TASK DETAILS: Convert the listing below into a Markdown table with the columns Row and Content. Include only the lines from the start of the listing through the line holding "pixel 481 341", inclusive, and leave out blank lines and the pictures.
>> Begin DATA IN THIS EXERCISE
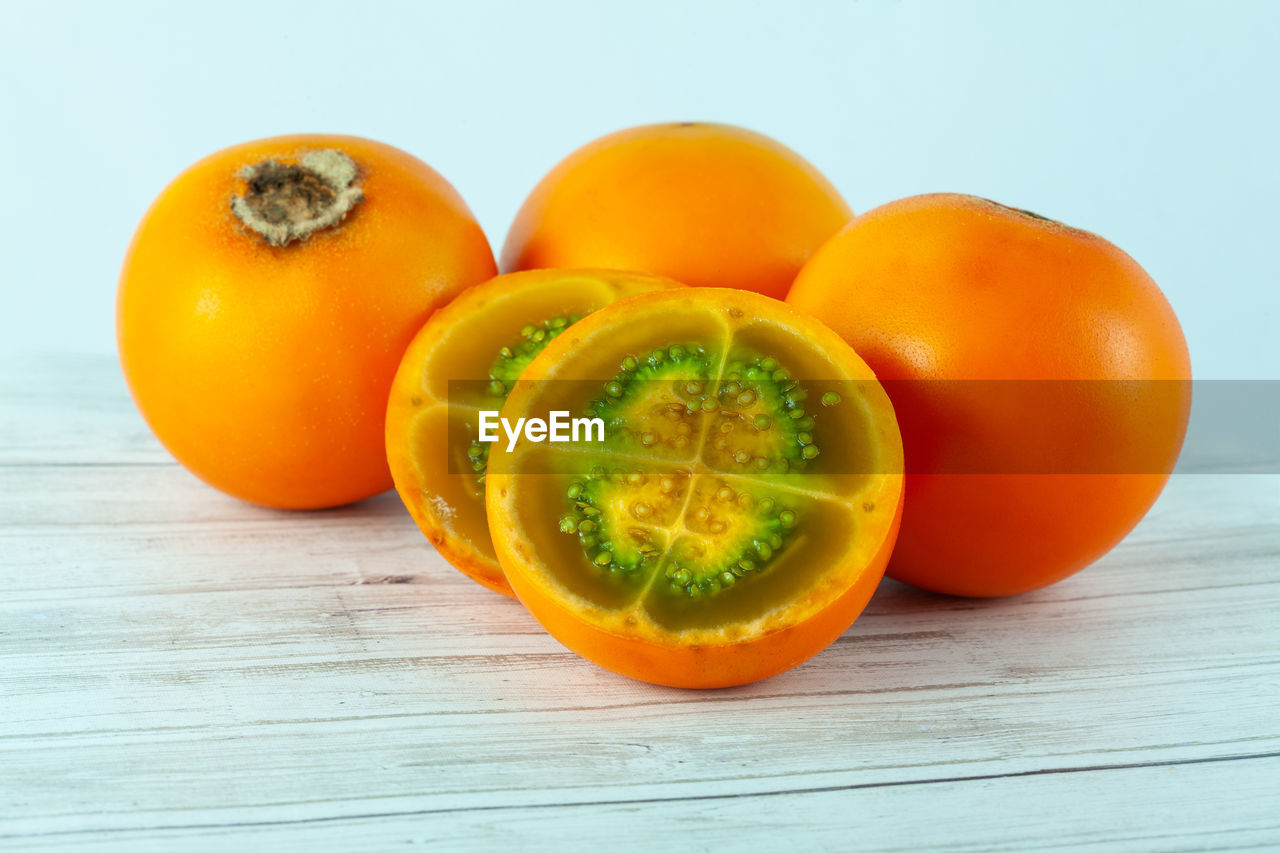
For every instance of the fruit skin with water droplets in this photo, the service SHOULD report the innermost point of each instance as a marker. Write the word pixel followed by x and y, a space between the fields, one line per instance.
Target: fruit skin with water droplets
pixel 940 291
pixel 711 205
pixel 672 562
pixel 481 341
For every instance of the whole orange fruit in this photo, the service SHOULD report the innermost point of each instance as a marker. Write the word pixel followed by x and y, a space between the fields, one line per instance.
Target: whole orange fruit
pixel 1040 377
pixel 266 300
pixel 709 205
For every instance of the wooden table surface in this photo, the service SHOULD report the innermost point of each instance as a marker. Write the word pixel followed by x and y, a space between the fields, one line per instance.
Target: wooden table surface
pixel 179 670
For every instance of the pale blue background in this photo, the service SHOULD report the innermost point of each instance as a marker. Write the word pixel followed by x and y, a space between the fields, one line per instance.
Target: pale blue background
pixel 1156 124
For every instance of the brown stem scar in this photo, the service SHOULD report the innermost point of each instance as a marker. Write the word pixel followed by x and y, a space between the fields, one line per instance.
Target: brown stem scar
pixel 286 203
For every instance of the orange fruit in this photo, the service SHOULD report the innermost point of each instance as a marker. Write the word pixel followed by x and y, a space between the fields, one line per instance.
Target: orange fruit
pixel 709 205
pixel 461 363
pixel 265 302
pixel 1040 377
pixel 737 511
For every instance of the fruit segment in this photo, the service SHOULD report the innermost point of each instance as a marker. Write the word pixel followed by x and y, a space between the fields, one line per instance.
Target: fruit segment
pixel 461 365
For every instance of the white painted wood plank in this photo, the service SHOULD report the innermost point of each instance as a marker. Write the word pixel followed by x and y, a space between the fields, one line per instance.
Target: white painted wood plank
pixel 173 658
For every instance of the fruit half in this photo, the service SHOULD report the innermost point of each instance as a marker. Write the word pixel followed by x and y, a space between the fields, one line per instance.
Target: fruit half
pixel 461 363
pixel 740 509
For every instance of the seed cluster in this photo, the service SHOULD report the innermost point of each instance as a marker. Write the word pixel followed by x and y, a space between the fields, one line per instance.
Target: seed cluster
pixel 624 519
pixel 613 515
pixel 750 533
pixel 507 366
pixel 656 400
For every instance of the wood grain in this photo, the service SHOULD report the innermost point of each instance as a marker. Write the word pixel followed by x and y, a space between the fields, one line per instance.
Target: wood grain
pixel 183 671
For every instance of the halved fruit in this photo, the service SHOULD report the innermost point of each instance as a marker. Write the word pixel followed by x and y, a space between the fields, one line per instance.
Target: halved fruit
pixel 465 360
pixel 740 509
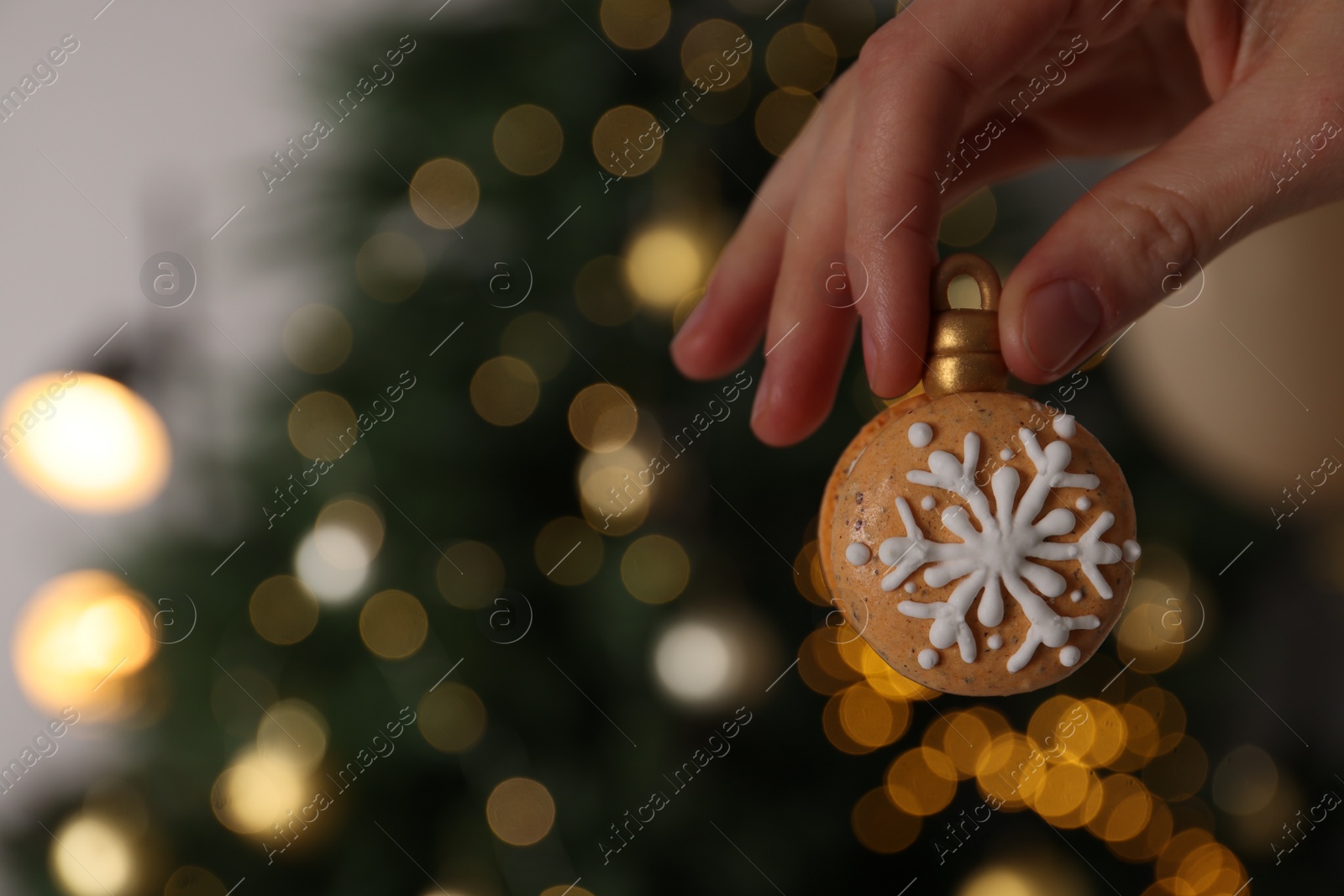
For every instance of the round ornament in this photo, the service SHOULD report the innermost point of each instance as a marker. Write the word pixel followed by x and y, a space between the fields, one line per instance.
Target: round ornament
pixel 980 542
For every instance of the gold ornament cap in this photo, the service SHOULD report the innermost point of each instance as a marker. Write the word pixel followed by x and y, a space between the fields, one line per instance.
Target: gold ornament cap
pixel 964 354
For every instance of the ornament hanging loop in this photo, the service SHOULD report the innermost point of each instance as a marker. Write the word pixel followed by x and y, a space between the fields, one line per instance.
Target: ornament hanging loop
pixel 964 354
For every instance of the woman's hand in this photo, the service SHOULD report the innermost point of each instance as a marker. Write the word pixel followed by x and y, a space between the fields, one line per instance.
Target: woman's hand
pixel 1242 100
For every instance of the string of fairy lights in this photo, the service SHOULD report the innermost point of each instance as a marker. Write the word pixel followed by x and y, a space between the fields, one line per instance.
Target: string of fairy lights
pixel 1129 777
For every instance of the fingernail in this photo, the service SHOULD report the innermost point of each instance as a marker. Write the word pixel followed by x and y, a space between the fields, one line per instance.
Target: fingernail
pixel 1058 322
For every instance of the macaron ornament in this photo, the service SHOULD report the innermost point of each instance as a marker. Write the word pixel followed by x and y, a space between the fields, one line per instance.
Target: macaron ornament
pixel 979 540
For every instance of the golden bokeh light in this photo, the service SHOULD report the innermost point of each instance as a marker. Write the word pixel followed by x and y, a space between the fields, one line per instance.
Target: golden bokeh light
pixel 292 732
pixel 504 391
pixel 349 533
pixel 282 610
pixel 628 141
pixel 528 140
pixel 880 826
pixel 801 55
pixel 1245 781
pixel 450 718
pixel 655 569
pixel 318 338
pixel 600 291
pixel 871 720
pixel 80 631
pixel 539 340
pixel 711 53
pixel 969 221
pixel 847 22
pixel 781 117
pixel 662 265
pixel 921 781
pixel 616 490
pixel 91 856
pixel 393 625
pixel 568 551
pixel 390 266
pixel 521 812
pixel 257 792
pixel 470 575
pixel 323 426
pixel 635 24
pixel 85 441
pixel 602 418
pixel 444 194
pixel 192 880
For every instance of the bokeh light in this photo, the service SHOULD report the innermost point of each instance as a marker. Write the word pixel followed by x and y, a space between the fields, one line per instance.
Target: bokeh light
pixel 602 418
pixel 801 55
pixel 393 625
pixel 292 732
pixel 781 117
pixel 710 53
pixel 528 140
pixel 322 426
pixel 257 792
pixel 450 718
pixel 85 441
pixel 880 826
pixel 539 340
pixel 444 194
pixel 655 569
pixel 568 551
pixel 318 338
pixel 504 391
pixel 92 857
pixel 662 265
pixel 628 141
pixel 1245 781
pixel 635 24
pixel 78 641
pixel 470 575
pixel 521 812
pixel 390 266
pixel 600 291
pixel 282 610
>> End DATA IN THIS EXERCISE
CORRECT RESULT:
| Row | Content |
|---|---|
| 1 | For every instance of the fruit skin with water droplets in this photo, the service SHOULD report the innermost point of each instance as a marker. Write the word pixel followed by x and y, a space between the fields, one line per instance. |
| 2 | Target: fruit skin with water droplets |
| 3 | pixel 940 291 |
| 4 | pixel 711 205 |
| 5 | pixel 672 562 |
| 6 | pixel 481 341 |